======== Provided passage ========
Impact of Jallianwala Bagh Massacre on India's freedom struggle
The brazen imperial brutality of the British radicalized India's freedom struggle. Up until then, Gandhi's non-violent movement only asked for "dominion status" for India. After the massacre in Jallianwala Bagh, the entire country was up in arms against the British.
The peaceful gathering in Jallianwala Bagh was held to discuss the "Rowlatt Acts" or "Black Acts" enacted by the British. Similar to the Homeland Security Act of the US, some of the provisions of the Rowlatt Act could put people in jail for seditious acts on mere suspicion, without due process. The environment in Punjab was already simmering with political resentment and the British had enacted a curfew which made the gathering illegal, even though it was a peaceful event.
The brutal massacre was the proverbial tinder match that set fire to the India's Independence movement. Revolutionaries like Udham Singh, Bhagat Singh and the Ghadar Party decided to take up arms against the British to gain full independence, and rejected Gandhi's non-violent and in their view, "timid" demands for dominion status. The revolutionary freedom struggle gained significant ground over the next decade and Gandhi had to change his stance to demanding complete independence or "Poorna Swaraj" from the British.
Did the Jallianwala Bagh Massacre lead to the Partition of India?
This finally led to the watershed declaration of full independence on January 26, 1930. Notably, the Muslim League and the Indian National Congress had made this declaration together in a gesture of solidarity against the British. However, due to the internal politics between the parties and deeply internalized Hindu biases against Muslims in the Indian National Congress, the Muslim leaders realized that with the Britishers completely out of the picture if Poorna Swaraj became a reality, the Muslims in India would not have the protections that the British had built for minorities through their "divide-and-rule" communalized policies.
These realizations widened the rift between the Muslim League and the Indian National Congress, to the point, a mere 10. years later, in 1940, the Muslim League adopted the Pakistan Resolution, which then led to the Partition of India in 1947, into India, and East and West Pakistan. So, the Jallianwala Bagh Massacre set in motion a domino effect, a chain of events, that ultimately precipitated the 1947 Partition of India.
An Archive of 1919: The Year of the Crack-up
This anti-memorial examines the various traumatic geopolitical events that occurred in the year 1919 around the world, while conceptually centering the Jallianwala Bagh Massacre in India. It was the year after the first world war, and many significant events happened around the world - the Treaty of Versailles was finalized in 1919, other treaties of 1919 created the countries of the Middle East as we know it today, and Ireland’s war of independence from the British empire began in 1919, to name just a few, (Wilmer 1919).
======== Entries provided ========
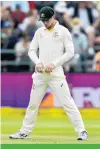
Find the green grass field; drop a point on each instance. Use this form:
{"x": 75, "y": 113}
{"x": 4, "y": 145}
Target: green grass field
{"x": 50, "y": 130}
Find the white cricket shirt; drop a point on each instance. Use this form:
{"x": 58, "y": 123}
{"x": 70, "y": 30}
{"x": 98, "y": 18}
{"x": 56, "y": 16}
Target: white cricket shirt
{"x": 55, "y": 46}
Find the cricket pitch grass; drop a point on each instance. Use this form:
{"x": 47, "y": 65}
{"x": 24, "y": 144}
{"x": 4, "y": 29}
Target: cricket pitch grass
{"x": 52, "y": 127}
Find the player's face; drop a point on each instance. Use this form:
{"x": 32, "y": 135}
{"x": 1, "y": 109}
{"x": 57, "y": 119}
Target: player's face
{"x": 48, "y": 24}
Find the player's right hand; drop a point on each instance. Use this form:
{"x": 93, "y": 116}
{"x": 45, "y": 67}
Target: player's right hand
{"x": 39, "y": 67}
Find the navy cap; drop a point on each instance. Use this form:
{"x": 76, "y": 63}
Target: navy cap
{"x": 46, "y": 13}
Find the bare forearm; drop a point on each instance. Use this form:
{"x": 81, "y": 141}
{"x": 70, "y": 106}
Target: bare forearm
{"x": 33, "y": 56}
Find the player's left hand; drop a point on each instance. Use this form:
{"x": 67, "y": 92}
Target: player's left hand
{"x": 49, "y": 68}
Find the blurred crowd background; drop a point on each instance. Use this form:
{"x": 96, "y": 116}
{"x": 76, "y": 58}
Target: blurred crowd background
{"x": 19, "y": 21}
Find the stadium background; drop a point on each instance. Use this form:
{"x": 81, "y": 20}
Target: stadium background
{"x": 19, "y": 21}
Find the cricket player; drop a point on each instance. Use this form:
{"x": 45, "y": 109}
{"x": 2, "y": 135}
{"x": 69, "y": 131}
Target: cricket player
{"x": 55, "y": 48}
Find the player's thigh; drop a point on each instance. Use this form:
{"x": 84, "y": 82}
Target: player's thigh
{"x": 38, "y": 91}
{"x": 61, "y": 90}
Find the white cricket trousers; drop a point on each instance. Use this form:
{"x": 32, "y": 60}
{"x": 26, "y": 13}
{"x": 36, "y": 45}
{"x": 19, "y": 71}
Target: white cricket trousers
{"x": 61, "y": 91}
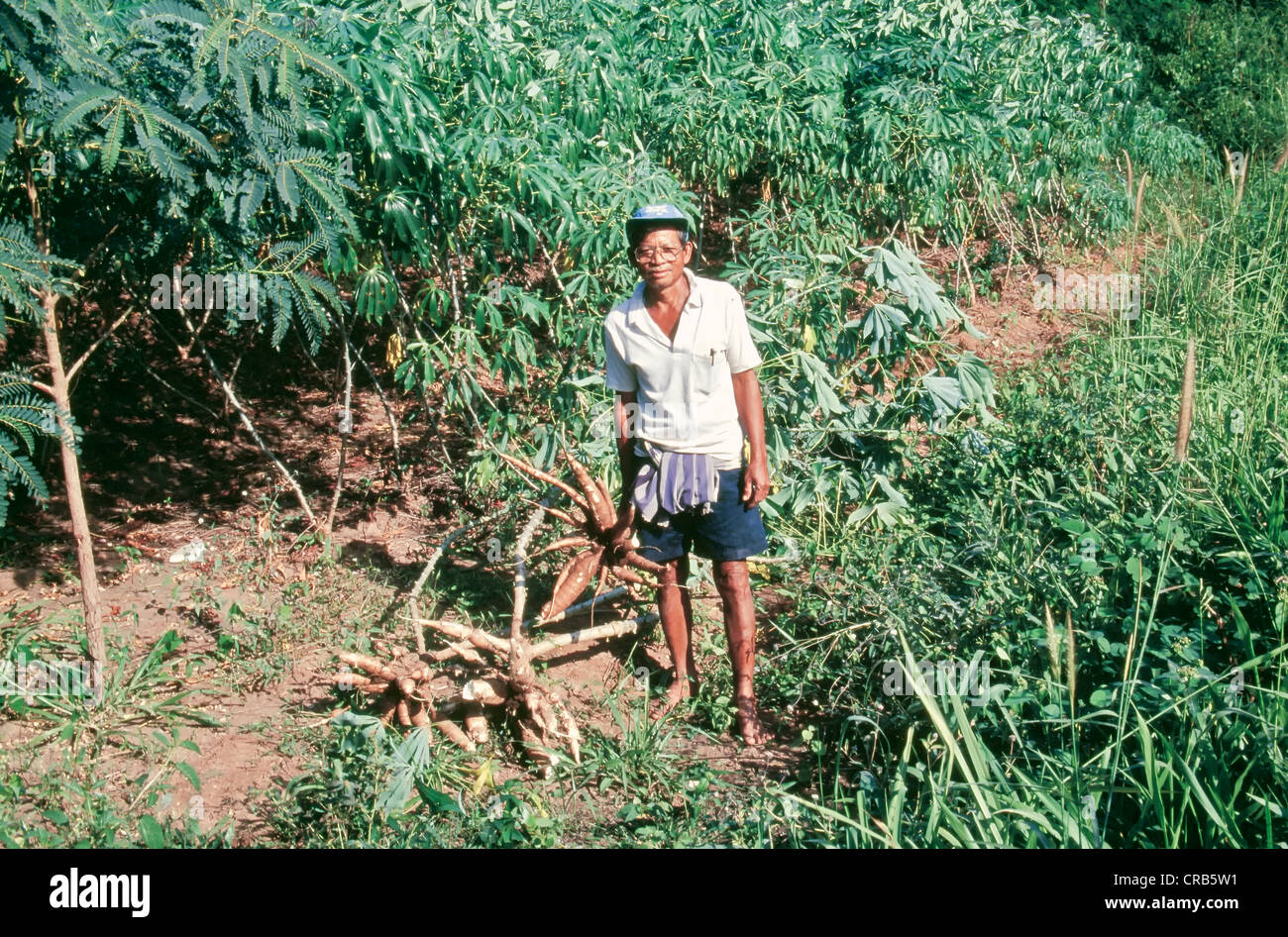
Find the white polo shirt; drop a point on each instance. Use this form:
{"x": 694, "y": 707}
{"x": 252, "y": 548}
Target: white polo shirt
{"x": 684, "y": 389}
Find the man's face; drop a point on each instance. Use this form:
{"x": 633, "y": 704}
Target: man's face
{"x": 660, "y": 258}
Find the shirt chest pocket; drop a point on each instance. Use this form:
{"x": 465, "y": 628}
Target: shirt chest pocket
{"x": 708, "y": 366}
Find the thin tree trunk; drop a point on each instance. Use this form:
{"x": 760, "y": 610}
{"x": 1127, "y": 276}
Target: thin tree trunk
{"x": 344, "y": 437}
{"x": 71, "y": 465}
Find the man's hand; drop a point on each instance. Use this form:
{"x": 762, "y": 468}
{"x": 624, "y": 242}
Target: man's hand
{"x": 755, "y": 482}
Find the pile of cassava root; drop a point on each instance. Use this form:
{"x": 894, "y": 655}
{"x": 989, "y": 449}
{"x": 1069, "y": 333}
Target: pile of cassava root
{"x": 450, "y": 690}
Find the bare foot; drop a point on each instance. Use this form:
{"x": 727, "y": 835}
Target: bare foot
{"x": 750, "y": 726}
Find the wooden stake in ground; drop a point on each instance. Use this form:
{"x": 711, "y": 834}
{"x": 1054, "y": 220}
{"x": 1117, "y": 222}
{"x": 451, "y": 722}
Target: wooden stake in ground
{"x": 1183, "y": 422}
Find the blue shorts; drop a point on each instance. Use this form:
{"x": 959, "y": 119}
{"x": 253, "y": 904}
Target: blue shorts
{"x": 730, "y": 532}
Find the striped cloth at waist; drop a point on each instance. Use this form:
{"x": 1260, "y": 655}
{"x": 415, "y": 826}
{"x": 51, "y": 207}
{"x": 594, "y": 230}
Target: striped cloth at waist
{"x": 674, "y": 481}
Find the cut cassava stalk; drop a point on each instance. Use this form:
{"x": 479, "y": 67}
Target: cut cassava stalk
{"x": 429, "y": 568}
{"x": 489, "y": 692}
{"x": 452, "y": 731}
{"x": 600, "y": 507}
{"x": 464, "y": 632}
{"x": 581, "y": 606}
{"x": 549, "y": 479}
{"x": 585, "y": 636}
{"x": 1183, "y": 422}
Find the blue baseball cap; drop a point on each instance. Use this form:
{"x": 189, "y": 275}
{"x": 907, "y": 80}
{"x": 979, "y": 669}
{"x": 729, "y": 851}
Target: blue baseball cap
{"x": 657, "y": 216}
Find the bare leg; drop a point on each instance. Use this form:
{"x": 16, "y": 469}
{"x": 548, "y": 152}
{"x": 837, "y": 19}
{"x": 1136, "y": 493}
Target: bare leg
{"x": 739, "y": 611}
{"x": 677, "y": 613}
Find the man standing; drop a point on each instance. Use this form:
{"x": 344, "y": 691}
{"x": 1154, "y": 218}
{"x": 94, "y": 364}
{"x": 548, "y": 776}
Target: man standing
{"x": 682, "y": 362}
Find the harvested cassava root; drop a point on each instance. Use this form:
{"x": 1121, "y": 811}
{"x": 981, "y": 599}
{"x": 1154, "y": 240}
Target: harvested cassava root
{"x": 425, "y": 688}
{"x": 599, "y": 557}
{"x": 411, "y": 691}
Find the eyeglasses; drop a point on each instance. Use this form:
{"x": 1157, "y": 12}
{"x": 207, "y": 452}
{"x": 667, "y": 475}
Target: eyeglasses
{"x": 666, "y": 254}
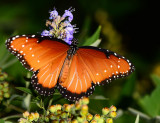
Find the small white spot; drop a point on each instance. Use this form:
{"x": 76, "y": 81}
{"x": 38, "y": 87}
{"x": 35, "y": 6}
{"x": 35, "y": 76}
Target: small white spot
{"x": 13, "y": 38}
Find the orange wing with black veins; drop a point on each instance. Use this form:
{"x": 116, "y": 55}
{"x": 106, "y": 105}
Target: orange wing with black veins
{"x": 91, "y": 66}
{"x": 42, "y": 55}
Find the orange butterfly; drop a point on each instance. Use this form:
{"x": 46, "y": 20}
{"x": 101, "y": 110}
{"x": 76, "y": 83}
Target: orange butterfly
{"x": 74, "y": 71}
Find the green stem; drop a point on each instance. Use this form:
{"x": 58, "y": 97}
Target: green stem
{"x": 141, "y": 115}
{"x": 4, "y": 59}
{"x": 14, "y": 107}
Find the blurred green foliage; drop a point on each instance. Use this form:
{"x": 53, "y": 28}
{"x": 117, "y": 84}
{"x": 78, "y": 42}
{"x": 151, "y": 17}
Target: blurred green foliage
{"x": 122, "y": 29}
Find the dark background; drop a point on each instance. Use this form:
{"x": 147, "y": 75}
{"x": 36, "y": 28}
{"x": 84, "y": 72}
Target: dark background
{"x": 132, "y": 33}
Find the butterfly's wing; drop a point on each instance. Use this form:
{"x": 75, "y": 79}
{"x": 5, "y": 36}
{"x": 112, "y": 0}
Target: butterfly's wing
{"x": 42, "y": 55}
{"x": 91, "y": 66}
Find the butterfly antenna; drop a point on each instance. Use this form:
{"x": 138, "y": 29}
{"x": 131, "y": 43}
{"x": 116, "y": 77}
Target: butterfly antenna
{"x": 74, "y": 41}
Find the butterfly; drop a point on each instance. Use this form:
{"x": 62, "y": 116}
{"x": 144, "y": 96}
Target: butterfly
{"x": 73, "y": 70}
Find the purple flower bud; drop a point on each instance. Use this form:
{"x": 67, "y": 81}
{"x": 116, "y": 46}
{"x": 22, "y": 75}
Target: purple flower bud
{"x": 45, "y": 33}
{"x": 53, "y": 14}
{"x": 68, "y": 13}
{"x": 70, "y": 29}
{"x": 68, "y": 38}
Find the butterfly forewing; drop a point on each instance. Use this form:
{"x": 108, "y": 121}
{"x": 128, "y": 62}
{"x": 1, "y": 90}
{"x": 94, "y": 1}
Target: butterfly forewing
{"x": 42, "y": 55}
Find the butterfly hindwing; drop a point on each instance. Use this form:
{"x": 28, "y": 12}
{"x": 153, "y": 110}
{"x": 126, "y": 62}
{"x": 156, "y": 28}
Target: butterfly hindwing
{"x": 104, "y": 65}
{"x": 88, "y": 67}
{"x": 75, "y": 82}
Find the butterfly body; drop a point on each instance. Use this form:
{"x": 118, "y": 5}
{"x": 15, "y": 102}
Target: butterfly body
{"x": 74, "y": 71}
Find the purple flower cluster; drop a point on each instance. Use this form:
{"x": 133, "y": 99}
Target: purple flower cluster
{"x": 60, "y": 26}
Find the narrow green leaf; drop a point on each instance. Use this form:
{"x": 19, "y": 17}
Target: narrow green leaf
{"x": 1, "y": 121}
{"x": 26, "y": 90}
{"x": 98, "y": 97}
{"x": 93, "y": 38}
{"x": 150, "y": 103}
{"x": 155, "y": 79}
{"x": 137, "y": 119}
{"x": 26, "y": 102}
{"x": 96, "y": 43}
========
[Problem A]
Which revolutionaries does the Jallianwala Bagh text name as deciding to take up arms against the British?
[Problem B]
Continue the Jallianwala Bagh text from its final sentence.

[Expected answer A]
Udham Singh, Bhagat Singh, and the Ghadar Party

[Expected answer B]
In researching 1919, I found that the Irish had declared their war of independence from the British in January 1919. Undoubtedly, this had rattled the British with fears of losing colonial power and control over their colonies. This insecurity no doubt played a role in the British perpetrating the Jallianwala Bagh Massacre, with the presumed goal of teaching the colonies a lesson and setting a precedent for creating fear in other colonies to dissuade brewing rebellions. Additionally, there had emerged an Indo-Irish Freedom League which was helping each other with resources, strategies, safe houses and even ammunition.
When I started investigating 1919 and for this project in 2010, I didn’t have published materials about these transnational connections between different countries. But since then, a book titled “1919: A Turning Point in World History” has come out in in 2014 which the authors, Alan Sharp and TG Fraser, are thinking on the same lines.
Interconnections between events of 1919
The authors write, "1919 was a pivotal year. While the Paris Peace Conference dominated the headlines, events elsewhere in the world would significantly impact the twentieth century and beyond. In Ireland, Egypt, India, China, and the Middle East, Britain, France, and Japan faced gathering resistance to their rule. Nationalist leaders like Gandhi, Saad Zaghlul, and Ho Chi Minh rose to prominence, while the leaders of the Irish rebellion against Britain enjoyed immediate success. In 1919 the world was poised between triumphant imperialism and emerging nationalism," (Sharp and Fraser 2014).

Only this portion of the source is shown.